How to reverse my input including the negative - c++

This is my code that I have currently but it always outputs 0 I'm trying to get it to output the reverse of the input including the negative for example -123425 will be 524321-:
#include<iostream>
using namespace std;
int main() {
int number;
bool negative;
cout << "Enter an integer: ";
cin >> number;
while (number != 0) {
number % 10;
number /= 10;
}
if (number < 0) {
negative = true;
number = -number;
cout << number << "-";
}
else {
negative = false;
}
cout << number << endl;
return EXIT_SUCCESS;
}

You could convert the input to a std::string, then reverse its content with std::reverse.
#include <algorithm> // reverse
#include <cstdlib> // EXIT_SUCCESS
#include <iostream> // cin, cout, endl
#include <string> // string, to_string
using namespace std;
int main()
{
cout << "Enter an integer: ";
int number;
cin >> number;
auto str = to_string(number);
reverse(str.begin(), str.end());
cout << str << endl;
return EXIT_SUCCESS;
}
Reading to an int first - and not to a std::string - makes sure that we parse a valid integer from the input. Converting it to a std::string allow us to reverse it. This let us feed inputs like -042 and -0 to the program, and get 24- and 0 as a result, not 240- and 0-.

After the first loop
while (number != 0) {
number % 10;
number /= 10;
}
the variable number is equal to 0.
So the following if statement
if (number < 0) {
negative = true;
number = -number;
cout << number << "-";
}
else {
negative = false;
}
does not make sense.
Pay attention to that it can happen such a way that a reversed number can not fit in an object of the type int. So for the result number you should select a larger integer type.
Here is a demonstrative program that shows how the assignment can be done.
#include <iostream>
int main()
{
std::cout << "Enter an integer: ";
int n = 0;
std::cin >> n;
bool negative = n < 0;
const int Base = 10;
long long int result = 0;
do
{
int digit = n % Base;
if ( digit < 0 ) digit = -digit;
result = Base * result + digit;
} while ( n /= Base );
std::cout << result;
if ( negative ) std::cout << '-';
std::cout << '\n';
return 0;
}
Its output might look like
Enter an integer: 123456789
987654321-

I think trying to visualize the process of your program is a great way to see if your solution is doing what you expect it to. To this end, let's assume that our number is going to be 12345. The code says that while this is not equal to 0, we will do number % 10 and then number /= 10. So if we have 12345, then:
number % 10 --> 12345 % 10 --> 5 is not assigned to any value, so no change is made. This will be true during each iteration of the while loop, except for different values of number along the way.
number /= 10 --> 12345 /= 10 --> 1234
number /= 10 --> 1234 /= 10 --> 123
number /= 10 --> 123 /= 10 --> 12
number /= 10 --> 12 /= 10 --> 1
number /= 10 --> 1 /= 10 --> 0 (because of integer division)
Now that number == 0 is true, we proceed to the if/else block, and since number < 0 is false we will always proceed to the else block and then finish with the cout statement. Note that the while loop will require number == 0 be true to exit, so this program will always output 0.

== WRITTEN PROBLEM 1 ==
Answer these questions about the C++ thread on reversing an integer:
(a) What value does the original code always output?
(b) Which standard function does the first reply suggest for reversing the string's content?
(c) Which integer type does the demonstrative program use for the result?
== WRITTEN PROBLEM 2 ==
Extend the C++ thread on reversing an integer, picking up after its final sentence.

== GIVEN DATA ==

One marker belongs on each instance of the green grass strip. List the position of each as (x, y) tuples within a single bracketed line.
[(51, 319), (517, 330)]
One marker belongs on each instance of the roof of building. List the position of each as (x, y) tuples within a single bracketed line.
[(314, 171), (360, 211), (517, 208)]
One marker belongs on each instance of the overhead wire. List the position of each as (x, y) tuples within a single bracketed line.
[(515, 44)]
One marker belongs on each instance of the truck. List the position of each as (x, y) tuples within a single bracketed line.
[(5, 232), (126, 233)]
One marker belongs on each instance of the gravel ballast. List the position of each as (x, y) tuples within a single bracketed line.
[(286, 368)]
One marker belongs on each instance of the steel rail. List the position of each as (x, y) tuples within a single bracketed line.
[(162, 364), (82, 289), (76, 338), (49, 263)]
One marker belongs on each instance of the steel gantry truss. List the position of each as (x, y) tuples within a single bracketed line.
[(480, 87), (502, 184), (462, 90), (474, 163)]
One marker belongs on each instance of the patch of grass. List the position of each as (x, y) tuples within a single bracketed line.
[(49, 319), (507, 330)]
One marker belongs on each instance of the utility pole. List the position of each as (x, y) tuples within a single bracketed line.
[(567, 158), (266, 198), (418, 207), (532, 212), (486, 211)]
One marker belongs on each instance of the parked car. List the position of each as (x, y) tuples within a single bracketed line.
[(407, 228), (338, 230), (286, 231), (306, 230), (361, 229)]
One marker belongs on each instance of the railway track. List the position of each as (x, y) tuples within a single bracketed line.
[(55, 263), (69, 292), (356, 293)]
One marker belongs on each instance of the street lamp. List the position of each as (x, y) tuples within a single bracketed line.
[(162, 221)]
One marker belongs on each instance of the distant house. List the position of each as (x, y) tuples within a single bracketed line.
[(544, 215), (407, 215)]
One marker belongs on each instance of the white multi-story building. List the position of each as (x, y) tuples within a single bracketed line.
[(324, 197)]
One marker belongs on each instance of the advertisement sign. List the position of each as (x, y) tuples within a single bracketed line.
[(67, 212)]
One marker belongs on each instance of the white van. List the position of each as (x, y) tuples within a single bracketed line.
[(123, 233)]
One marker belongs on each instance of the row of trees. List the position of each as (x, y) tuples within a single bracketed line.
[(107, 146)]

== EXERCISE RESULT 1 ==
(a) 0
(b) std::reverse
(c) long long int

== EXERCISE RESULT 2 ==
To work around this, you will likely either need to create a separate number where you can store the final digits as you loop through, giving them the correct weight by multiplying them by powers of 10 (similar to what you are hoping to do), or cast your number to a string and print each index of the string in reverse using a loop.

Quite simple:
int reverse(int n){
int k = abs(n); //removes the negative signal
while(k > 0){
cout<<k % 10; //prints the last character of the number
k /= 10; //cuts off the last character of the number
}
if(n < 0) cout<<"-"; //prints the - in the end if the number is initially negative
cout<<endl;
}
int main(){
int n = -1030; //number you want to reverse
reverse(n);
}

If you don't want to use String or have to use int, here is the solution.
You want to check the negativity before you make changes to the number, otherwise the number would be 0 when it exit the while loop. Also, the modulus would be negative if your number is negative.
number % 10 only takes the modulus of the number, so you want to cout this instead of just leaving it there.
The last line you have cout << number << endl; will cout 0 since number has to be 0 to exit the while loop.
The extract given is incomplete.